» Work instruction
Name every company mentioned in the article on the proposed Northeast gas pipeline below.

» Text provided
★ ★ ★

By Avi Salzman
A proposed pipeline buried underwater near some of New York City's best-known beaches will be the first test of President Donald Trump's plans to bring more fossil fuels into the Northeast, even as the region tries to move away from them.
The Northeast Supply Enhancement (NESE) project has become a flashpoint in local politics too, with environmentalists fearing Gov. Kathy Hochul (D., N.Y.) is quietly fast-tracking its approval.
NESE is an expansion of a massive network that stretches 10,000 miles from Texas to New York and carries 15% of the nation's natural gas, which is used for heating and electricity generation. Owner Williams Cos. says that the pipeline expansion can meet the daily needs of about 2.3 million households in New York City and Long Island.
The expansion isn't long, but it covers some tricky terrain. The company plans to add about 10 miles of pipeline in Pennsylvania and 23 more miles under the water between New Jersey and New York. The 26-inch pipe would run under Lower New York Bay from the New Jersey coast past Brooklyn's Coney Island, eventually connecting to existing gas lines at Rockaway Beach in Queens. It is expected to be finished by 2027.
Williams first proposed NESE in 2017, but New York's Department of Environmental Conservation denied the project a water permit because regulators said it would dredge up too many hazardous materials like mercury and disturb sea life. At that point, the pipeline appeared to be dead.
Now it is back, and opponents fear the politics have shifted, with Trump putting his finger on the scale in favor of it. Trump wants more natural gas pipelines into the Northeast, because he says they will reduce electricity and heating prices. He has also directed his administration to investigate laws in the Northeast that try to phase out fossil fuels to slow climate change.
Momentum is building. Williams announced deals last week with utility National Grid to sell all of the pipeline's output for 15 years. Those two companies, along with natural gas producers like EQT, should see financial benefits from a new pipeline.
The odds of the pipeline's success were long in 2019, the last time the public weighed in. Back then, New York legislators and Gov. Andrew Cuomo were openly dismissive of fossil-fuel infrastructure, also killing a project from Pennsylvania to upstate New York called the Constitution Pipeline. Hochul says she, too, is moving the state in a cleaner direction, but wants to be pragmatic about the process.
An event earlier this year may have changed the political calculus. The Trump administration halted construction on a major offshore wind project known as Empire Wind serving New York, citing unspecified deficiencies. Hochul intervened to try to get it back on track, talking to Trump multiple times. The president eventually relented. But Trump's energy czar, Secretary of the Interior Doug Burgum, implied in a post on X that Hochul had made a deal to reinstate the wind project in return for her giving a green light to pipeline projects.

★ ★ ★

» Given information
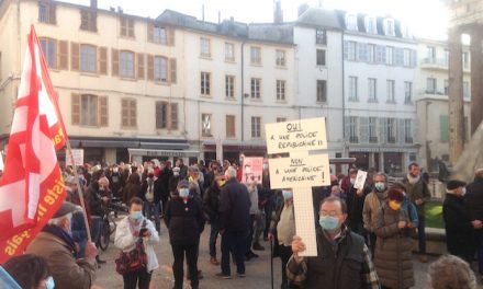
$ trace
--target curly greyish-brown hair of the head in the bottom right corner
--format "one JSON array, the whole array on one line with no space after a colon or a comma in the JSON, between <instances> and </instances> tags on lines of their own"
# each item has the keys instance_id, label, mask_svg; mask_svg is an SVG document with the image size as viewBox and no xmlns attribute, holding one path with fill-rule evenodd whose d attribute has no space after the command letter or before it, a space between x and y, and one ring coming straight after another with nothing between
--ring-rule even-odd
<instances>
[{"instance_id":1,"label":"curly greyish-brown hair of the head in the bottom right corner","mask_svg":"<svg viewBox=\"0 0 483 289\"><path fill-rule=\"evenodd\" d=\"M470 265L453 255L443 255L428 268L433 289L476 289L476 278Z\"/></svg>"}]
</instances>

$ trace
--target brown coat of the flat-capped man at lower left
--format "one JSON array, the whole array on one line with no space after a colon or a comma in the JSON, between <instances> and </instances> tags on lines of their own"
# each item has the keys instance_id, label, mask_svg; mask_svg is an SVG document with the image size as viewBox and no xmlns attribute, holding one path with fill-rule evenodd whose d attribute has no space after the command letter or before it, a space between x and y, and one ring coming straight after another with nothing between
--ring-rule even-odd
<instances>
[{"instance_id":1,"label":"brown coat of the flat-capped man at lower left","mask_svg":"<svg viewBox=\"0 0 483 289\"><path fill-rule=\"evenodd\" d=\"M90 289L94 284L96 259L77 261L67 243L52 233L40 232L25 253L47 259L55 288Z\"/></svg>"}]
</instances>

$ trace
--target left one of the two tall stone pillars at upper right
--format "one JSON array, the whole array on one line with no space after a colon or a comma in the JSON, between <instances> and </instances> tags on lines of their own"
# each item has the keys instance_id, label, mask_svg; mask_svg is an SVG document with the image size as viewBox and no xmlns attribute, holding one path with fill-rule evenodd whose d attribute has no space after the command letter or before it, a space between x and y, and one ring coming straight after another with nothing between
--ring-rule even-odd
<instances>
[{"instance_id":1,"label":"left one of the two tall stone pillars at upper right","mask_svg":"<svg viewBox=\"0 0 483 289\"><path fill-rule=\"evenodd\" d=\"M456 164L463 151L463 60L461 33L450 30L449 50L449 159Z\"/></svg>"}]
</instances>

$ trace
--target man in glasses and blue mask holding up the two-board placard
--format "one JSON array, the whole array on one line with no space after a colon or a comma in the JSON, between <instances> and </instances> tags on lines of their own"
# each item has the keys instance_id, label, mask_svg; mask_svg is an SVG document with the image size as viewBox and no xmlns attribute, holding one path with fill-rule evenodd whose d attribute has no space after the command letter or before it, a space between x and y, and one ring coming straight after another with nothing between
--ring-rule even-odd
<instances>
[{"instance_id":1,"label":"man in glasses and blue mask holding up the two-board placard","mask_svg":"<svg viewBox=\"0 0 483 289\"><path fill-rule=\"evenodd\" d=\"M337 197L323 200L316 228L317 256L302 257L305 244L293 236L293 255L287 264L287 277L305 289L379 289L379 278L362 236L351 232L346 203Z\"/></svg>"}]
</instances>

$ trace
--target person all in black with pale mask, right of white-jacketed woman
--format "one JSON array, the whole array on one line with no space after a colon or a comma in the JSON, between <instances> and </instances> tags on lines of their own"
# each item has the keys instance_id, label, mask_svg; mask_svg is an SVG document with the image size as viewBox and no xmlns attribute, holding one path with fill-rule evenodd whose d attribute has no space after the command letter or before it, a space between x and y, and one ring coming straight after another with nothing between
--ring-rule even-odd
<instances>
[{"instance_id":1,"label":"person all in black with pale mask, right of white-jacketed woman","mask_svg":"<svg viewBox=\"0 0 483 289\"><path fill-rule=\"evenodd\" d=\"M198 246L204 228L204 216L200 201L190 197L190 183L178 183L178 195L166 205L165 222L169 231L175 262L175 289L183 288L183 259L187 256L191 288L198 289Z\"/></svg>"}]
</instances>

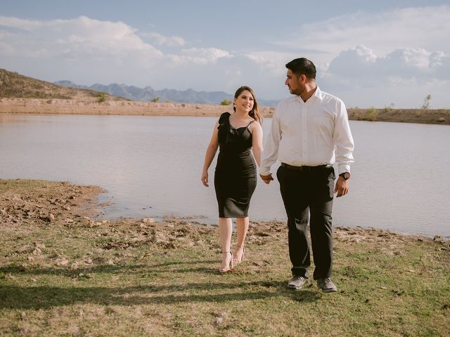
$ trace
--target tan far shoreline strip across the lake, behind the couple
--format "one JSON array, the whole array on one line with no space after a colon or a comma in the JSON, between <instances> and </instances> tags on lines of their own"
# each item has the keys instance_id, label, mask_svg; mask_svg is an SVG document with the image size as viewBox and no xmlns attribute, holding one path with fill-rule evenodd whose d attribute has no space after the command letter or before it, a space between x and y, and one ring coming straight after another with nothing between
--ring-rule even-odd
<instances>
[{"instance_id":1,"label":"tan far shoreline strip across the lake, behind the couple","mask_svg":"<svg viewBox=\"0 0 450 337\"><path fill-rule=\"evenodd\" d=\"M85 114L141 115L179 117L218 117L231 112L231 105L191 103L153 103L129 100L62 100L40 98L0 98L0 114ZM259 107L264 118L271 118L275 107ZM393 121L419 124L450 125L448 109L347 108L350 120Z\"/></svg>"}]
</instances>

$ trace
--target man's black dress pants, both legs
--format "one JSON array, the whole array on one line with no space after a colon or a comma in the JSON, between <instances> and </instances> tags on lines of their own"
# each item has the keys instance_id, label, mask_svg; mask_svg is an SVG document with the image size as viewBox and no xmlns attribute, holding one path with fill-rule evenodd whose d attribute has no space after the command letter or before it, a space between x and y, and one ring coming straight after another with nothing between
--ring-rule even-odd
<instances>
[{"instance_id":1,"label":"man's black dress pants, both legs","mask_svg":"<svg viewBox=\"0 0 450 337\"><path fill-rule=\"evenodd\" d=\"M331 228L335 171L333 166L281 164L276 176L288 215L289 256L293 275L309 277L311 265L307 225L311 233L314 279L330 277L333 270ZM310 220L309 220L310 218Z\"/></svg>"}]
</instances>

★ ★ ★

» Task result
Williams Cos., National Grid, EQT